> _Instruction 1_:
Decide whether each statement agrees with the airline blacklist thread, answering yes or no and quoting the words that decide it: (a) barit1 believes France's blacklist is numerically based; (b) Eurekadelta holds that an airline missing from the list has earned a seal of approval; (c) N380UA recalls that CX received a poor rating because it operated out of Kai Tak.
> _Instruction 2_:
Carry the airline blacklist thread forward from its final post.

> _Source extract_:
-------
Phuket have had how many incidents/accidents and Air France?

Platinum206
30th Aug 2005, 00:19
Simplistic is right, perhaps like your way of thinking?

Air France What?....

Please explain more clearly your thinking and reasoning behind such a remark, so it may be debated etc, and not make sweeping judgements.

P206

Litebulbs
30th Aug 2005, 01:06
Black listed airlines. Why one and not another?

If a national (western) carrier was found to be unsafe, for whatever reason, would the same statement be made?

barit1
30th Aug 2005, 03:21
Safety is a quantity. There's no such thing as "safe" or "unsafe". I believe France's blacklist is numerically based (i.e. events per 1000 flights, or some like measure).

But I could be proven wrong... Show me the numbers.

yachtno1
30th Aug 2005, 03:25
The catering is still on there, must be literally growing by now!:yuk:

N380UA
30th Aug 2005, 05:49
If safety was determined as per events per thousand flights then it would be a statistic and not a quantity. I think it is rather the global picture of the airline or operation. A determination will be based on type of equipment, age, maintenance programs, engineers – and their background, flight crew –and their background, routes etc.

I remember a list of "safe" and "not so safe" airlines a few years back, were CX got a lousy rating due to the fact that their operating out of Kai Tak, thus increasing the chance of an incident.

Airlines ops with home base in known countries of bad maintenance standards will be ramp checked more often than others though every one will be checked eventually. Depending on type and severity of the infraction(s) a grounding will be spoken. If such incident reoccurs in addition to other, already known factors of non-compliance the airline may be banned from the airspace.

Countries (not only France) are no publicizing their lists as a service to pax and in coordination with other aviation authorities.

Eurekadelta
30th Aug 2005, 12:24
My understanding of how the blacklist is compiled is simple: The airlines listed have been found to have serious mechanical or other defects making it illegal for them to enter French airspace.

In my experience, having dealt with (formerly UK blacklisted) Sierra Leone registered airlines, the airline will only be placed on the blacklist if the causes of the defects found (such as shoddy maintenance) are not rectified immediately, or if defects are more than an incidental occurrence.

In my opinion, the blacklist does not tell the traveller anything about the safety of other airlines. Not being on the list is not a 'seal of approval'.

barit1
30th Aug 2005, 12:28
By "events per 1000 flights" I simply mean identified discrepancies - wrong tires (oops tyres) - fuel leaks - bad coffee or whatever. There may be no harm done, but a pattern of poor operational control.

GrahamCurry
30th Aug 2005, 12:43
>In my opinion, the blacklist does not tell the traveller anything about the safety of other airlines. Not being on the list is not a 'seal of approval'.

Just as you should travel with the Airline that has just HAD its disaster, rather than ones who haven't had a crash recently but may well be due one . . .
-------
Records
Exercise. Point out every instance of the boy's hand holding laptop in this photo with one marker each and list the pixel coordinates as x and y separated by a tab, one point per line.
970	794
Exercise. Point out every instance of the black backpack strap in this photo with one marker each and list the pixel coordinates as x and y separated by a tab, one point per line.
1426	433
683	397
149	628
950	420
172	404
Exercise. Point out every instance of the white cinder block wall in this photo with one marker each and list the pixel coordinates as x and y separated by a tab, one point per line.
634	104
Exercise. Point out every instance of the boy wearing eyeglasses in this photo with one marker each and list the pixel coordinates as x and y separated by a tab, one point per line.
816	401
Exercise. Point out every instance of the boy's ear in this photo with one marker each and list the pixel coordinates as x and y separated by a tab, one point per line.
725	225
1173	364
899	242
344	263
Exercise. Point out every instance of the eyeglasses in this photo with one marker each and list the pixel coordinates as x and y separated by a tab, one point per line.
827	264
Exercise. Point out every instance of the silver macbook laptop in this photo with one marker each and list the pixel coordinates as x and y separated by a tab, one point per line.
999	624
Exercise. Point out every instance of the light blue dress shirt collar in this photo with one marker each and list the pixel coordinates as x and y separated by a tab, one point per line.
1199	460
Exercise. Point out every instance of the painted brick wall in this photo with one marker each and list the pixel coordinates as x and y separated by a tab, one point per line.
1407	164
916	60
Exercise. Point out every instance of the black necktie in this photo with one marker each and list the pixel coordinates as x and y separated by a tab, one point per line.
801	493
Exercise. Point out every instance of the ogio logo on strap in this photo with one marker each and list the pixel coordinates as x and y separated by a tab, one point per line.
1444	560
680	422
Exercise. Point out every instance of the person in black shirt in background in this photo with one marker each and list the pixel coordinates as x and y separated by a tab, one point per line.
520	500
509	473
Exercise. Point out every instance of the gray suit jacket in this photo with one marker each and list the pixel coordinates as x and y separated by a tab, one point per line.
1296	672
-------
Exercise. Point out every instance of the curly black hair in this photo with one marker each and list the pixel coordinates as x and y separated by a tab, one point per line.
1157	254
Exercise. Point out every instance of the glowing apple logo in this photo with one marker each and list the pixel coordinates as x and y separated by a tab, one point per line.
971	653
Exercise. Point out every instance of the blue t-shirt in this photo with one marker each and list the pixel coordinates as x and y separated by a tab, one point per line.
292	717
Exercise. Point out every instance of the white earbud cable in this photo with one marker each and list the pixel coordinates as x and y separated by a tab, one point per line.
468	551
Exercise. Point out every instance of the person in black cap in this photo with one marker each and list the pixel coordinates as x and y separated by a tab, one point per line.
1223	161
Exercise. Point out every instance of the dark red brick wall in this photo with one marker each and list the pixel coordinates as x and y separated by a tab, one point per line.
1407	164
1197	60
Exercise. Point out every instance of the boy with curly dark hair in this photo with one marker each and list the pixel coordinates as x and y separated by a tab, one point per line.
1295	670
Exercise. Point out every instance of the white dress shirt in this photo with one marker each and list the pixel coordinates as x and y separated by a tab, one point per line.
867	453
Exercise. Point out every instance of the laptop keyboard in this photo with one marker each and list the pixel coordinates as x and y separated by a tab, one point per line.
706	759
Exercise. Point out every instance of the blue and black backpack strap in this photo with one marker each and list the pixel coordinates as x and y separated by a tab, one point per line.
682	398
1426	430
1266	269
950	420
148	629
-------
> _Output 1_:
(a) Yes: "I believe France's blacklist is numerically based"
(b) No: "Not being on the list is not a 'seal of approval'."
(c) Yes: "CX got a lousy rating due to the fact that their operating out of Kai Tak"

> _Output 2_:
maxalt
30th Aug 2005, 14:00
No doubt the French authorities feel they have sufficient control over standards at the French national airline - whereas they may have none with delinquent foreign carriers.

The ultimate sanction of a ban is unlikely in any carriers home state. Other methods of 'control' are usually imposed well before such a ban would be required.

Of course, there are some states which are in fact delinquent also!

barit1
30th Aug 2005, 21:56
by Sierra Leone?

safetynut
31st Aug 2005, 05:46
Input data of blacklists are reports from previous own SAFA Ramp Inspections and occasionally data from SAFA Ramp Inspections performed by other participating SAFA-States (basically all ECAC member states). Each country then evaluates the findings by a kind of Delphi Method (thus based on qualitative expert opinions). Theoretically SAFA is non-discriminatory. SAFA Ramp Inspection Reports strictly apply only to individual aircraft, that's why it is very hard to argue based on which evidence an airline as such should be banned, except a pattern of non-compliance can be shown in time. Confidence is key in aviation. Once the authorities find evidence that an airline is not taking swift corrective action when a non-compliance (regulatory, technical, operational etc.) has been identified, these authorities decide to prevent continuation of operations.

SAFA Ramp Inspections are random checks and are methodologically limited. Limitations are: time during turn-around is short, technical inspection external only etc. Advantages are (for experienced inspectors): direct observation of crew behavior and flight preparation management, unannounced. As the Flash Airline banning by Swiss Inspectors showed some years ago, SAFA methodology can be effective and actually prevent an accident by preventing an airline/charter to continue operation.

Blacklists are a political move, in my opinion, and not a safety device. Blacklists simply list those carriers, which lost their operating license in a determined country. The information content is nil. Only the format is new.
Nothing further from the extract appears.